• Exercise directions: Write out the items below verbatim, from the line holding "Task: one point marks each instance of the laptop" through the line holding "x=523, y=440", inclusive.

• Excerpted data:
==*==

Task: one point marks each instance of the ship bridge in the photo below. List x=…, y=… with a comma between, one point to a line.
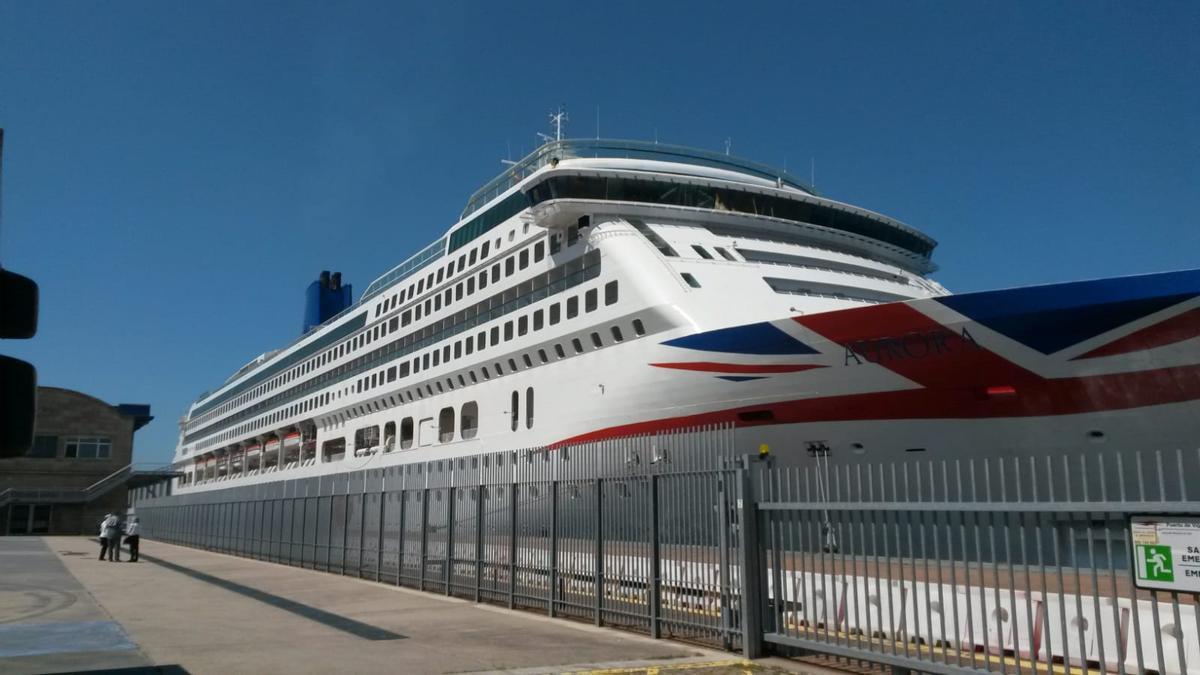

==*==

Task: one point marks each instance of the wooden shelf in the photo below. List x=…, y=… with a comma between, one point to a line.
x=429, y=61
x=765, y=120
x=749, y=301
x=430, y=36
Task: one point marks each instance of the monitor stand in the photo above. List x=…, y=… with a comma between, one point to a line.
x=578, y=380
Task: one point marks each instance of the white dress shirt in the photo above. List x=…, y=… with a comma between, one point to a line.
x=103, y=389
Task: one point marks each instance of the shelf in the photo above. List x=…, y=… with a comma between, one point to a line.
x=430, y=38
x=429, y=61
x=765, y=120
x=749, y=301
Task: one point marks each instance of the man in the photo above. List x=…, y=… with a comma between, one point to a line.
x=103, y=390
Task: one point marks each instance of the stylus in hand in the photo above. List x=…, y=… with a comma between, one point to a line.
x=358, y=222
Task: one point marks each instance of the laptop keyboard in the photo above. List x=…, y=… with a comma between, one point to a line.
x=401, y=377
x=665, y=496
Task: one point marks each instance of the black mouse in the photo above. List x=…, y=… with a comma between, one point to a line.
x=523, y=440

==*==

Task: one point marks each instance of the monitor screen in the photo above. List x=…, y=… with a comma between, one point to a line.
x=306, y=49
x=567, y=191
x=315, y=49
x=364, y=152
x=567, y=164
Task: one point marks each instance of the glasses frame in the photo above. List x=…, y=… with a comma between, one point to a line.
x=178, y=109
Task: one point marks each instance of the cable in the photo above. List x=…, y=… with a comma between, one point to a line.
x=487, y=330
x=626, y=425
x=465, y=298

==*==

• The answer:
Task: one point marks each instance of the laptop keyboard in the photo above. List x=…, y=… with a comma between, one point to a line.
x=401, y=377
x=665, y=496
Task: one point marks each instance of the black mouse in the photo above. List x=…, y=… with a comma between, one point to a line.
x=523, y=440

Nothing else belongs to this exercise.